>> Start Information given

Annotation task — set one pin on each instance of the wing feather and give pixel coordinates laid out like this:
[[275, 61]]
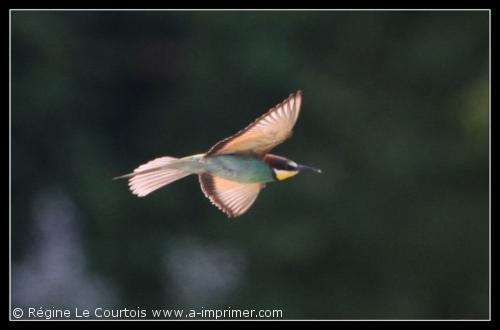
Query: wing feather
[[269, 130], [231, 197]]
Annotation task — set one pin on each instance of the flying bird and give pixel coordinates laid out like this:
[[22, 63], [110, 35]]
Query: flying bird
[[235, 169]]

>> End Information given
>> Start Information given

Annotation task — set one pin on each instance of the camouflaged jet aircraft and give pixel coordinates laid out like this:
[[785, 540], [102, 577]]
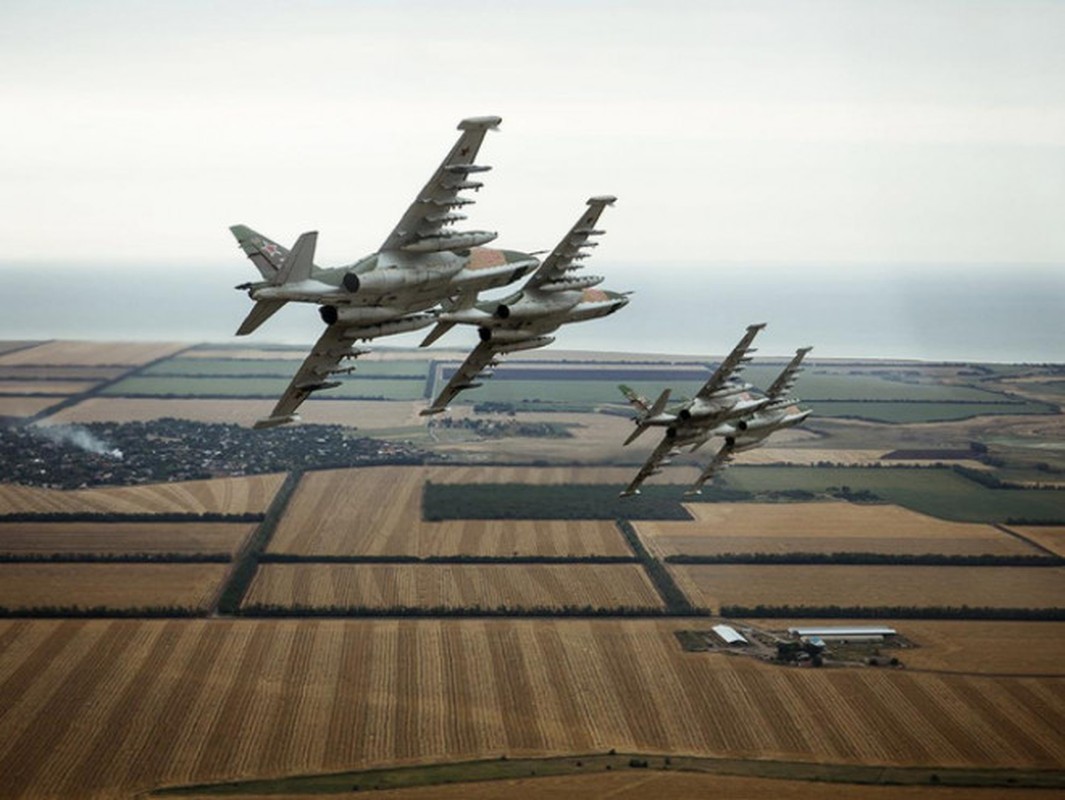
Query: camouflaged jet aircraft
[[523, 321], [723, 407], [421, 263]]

>> End Information given

[Work required]
Show each line of the records that contains the string "aircraft", matching case.

[Answer to the problem]
Annotation task — set one pin on each instance of the camouflaged jet aircraft and give pixel coordinates laid out like this:
Query: camouflaged jet aircraft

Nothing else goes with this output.